DOCUMENT SECTION>
______

By: Andrea Olson SUNY 2012
You’ve made it. You’ve made it to the third year of optometry school. You’ve survived those two awful years of boring basic science-y classes and you’re finally on to clinically relevant courses and even in clinic yourself. You’re finally starting to feel like you might actually be an optometrist some day.
Life would be just peachy if it wasn’t for one eensy weensy little thing: BOARDS. The reality of that horrible ominous test is beginning to become a reality for you, taking shape as a little heavy pit in the ball of your stomach. You might be scrambling for assurances or advice from anyone wiling to give it; if so, here are my nine little pearls for you:
1. Start Early: you won’t remember any of the stuff that you study in October, but when mid-January rolls around and you start having anxiety attacks over how much material there is to memorize in two and a half short months, you’ll at least feel a little better if you can tell yourself you actually started a few months earlier
2. Find a study-buddy: someone to talk things out and help keep you on track. This is especially helpful early on, but perhaps less true later.
3. Get a review book but don’t rely on it exclusively: The KMK or Berkley Review books are very helpful in pulling together a concise summary of all the topics and helping you to organize your review. That said, your original notes are going to be more in depth so you can make sure you really do remember and understand the material.
4. Know your cranial nerves. All of them. There are 12.
5. Invest in flannel pajama pants and hot chocolate: it’s going to be winter and you’re going to be spending hours on end studying, so you’ll want to be comfy.
6. Don’t sleep through optics again. You may have sleep-walked through the class, but that material is going to come back to haunt you. Especially that section on spectacle magnification.
7. Come up with a study schedule: even if it’s a very loose one. There’s lots of material to cover, and it will overwhelm you; by breaking it down somehow, you’ll be able to better focus and keep your head on straight.
8. Facebook isn’t on Boards. Study one or the other, but don’t try to study both at the same time. Studying for Boards is like last-minute cramming the night before a final, only you have to study that way for weeks instead of just for hours. You need to focus.
9. Ignore all of this. Ignore the upper-classes advice on what to study: they only remember the parts that took them by surprise, and the trauma of surviving Boards pretty much guarantees they have a very skewed memory of it. Everything is on the exam; check the NBEO website for the official break-down.
Ultimately remember that this test is the culmination of everything you’ve studied to date. Which means that you have actually studied everything on this test at one point in time, even though you probably don’t remember most of it now. But as you study, you will remember it.

______

DATA EXTRACT>

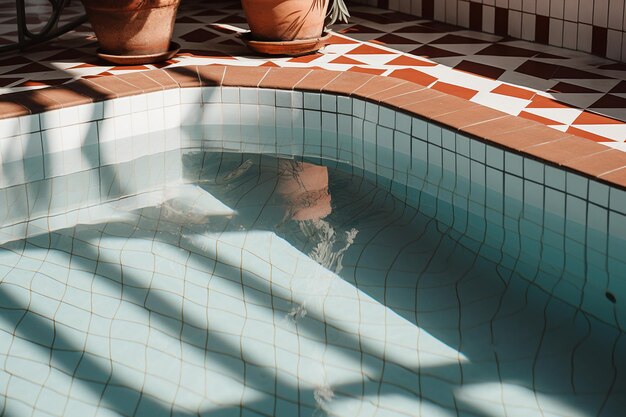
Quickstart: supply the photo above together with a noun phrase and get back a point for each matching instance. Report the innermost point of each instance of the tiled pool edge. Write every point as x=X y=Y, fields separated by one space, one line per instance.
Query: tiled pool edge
x=516 y=134
x=581 y=202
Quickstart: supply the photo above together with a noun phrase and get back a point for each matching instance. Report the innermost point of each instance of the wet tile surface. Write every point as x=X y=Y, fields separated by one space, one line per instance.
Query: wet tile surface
x=283 y=288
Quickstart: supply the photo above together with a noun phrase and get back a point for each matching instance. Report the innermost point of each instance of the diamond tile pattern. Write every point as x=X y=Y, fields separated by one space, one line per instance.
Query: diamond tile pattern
x=375 y=41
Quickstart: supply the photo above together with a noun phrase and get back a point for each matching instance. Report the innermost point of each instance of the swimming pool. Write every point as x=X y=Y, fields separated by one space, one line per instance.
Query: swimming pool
x=382 y=265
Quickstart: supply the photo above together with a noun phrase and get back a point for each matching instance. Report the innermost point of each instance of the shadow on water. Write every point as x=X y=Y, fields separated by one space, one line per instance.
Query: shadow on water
x=509 y=331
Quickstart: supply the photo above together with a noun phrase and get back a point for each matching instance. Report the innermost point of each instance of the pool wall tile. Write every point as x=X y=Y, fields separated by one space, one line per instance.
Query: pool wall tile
x=424 y=164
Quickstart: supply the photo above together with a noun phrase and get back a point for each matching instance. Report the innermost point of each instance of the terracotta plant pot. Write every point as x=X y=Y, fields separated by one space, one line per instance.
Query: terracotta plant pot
x=132 y=27
x=285 y=20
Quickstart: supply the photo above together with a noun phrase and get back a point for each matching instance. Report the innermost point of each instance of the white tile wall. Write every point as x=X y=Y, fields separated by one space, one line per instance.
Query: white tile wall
x=403 y=151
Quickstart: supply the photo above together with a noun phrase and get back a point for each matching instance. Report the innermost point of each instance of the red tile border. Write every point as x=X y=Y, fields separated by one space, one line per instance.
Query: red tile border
x=518 y=134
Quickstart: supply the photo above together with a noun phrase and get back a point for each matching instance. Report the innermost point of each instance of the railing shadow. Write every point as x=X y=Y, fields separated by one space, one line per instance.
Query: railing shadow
x=454 y=326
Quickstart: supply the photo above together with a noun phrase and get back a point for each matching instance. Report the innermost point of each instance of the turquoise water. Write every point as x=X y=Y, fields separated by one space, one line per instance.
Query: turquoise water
x=276 y=287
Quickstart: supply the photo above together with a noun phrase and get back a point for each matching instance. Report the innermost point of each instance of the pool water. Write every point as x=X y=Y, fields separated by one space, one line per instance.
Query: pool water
x=262 y=286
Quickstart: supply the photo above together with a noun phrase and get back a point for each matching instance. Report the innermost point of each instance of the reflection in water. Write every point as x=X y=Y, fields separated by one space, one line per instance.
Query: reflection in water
x=201 y=300
x=304 y=188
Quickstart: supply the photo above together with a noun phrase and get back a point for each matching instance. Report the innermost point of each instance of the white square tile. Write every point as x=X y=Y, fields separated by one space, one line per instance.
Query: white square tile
x=27 y=124
x=555 y=36
x=528 y=26
x=48 y=120
x=312 y=101
x=171 y=97
x=599 y=193
x=267 y=96
x=600 y=13
x=329 y=103
x=614 y=44
x=155 y=99
x=31 y=145
x=211 y=94
x=489 y=19
x=570 y=35
x=139 y=103
x=515 y=24
x=557 y=8
x=52 y=140
x=90 y=112
x=571 y=10
x=248 y=96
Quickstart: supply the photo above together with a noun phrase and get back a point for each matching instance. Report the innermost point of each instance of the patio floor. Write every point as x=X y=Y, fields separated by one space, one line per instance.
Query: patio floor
x=573 y=92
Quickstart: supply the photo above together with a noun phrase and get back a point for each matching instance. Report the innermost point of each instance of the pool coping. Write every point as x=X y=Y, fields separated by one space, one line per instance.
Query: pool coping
x=513 y=133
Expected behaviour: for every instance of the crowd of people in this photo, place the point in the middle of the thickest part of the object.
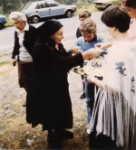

______

WHAT THE TASK ASKS> Which review books do the boards study tips name as helpful? Use only the boards study tips for this, not the entries.

WRITTEN REPLY> The KMK and Berkley Review books.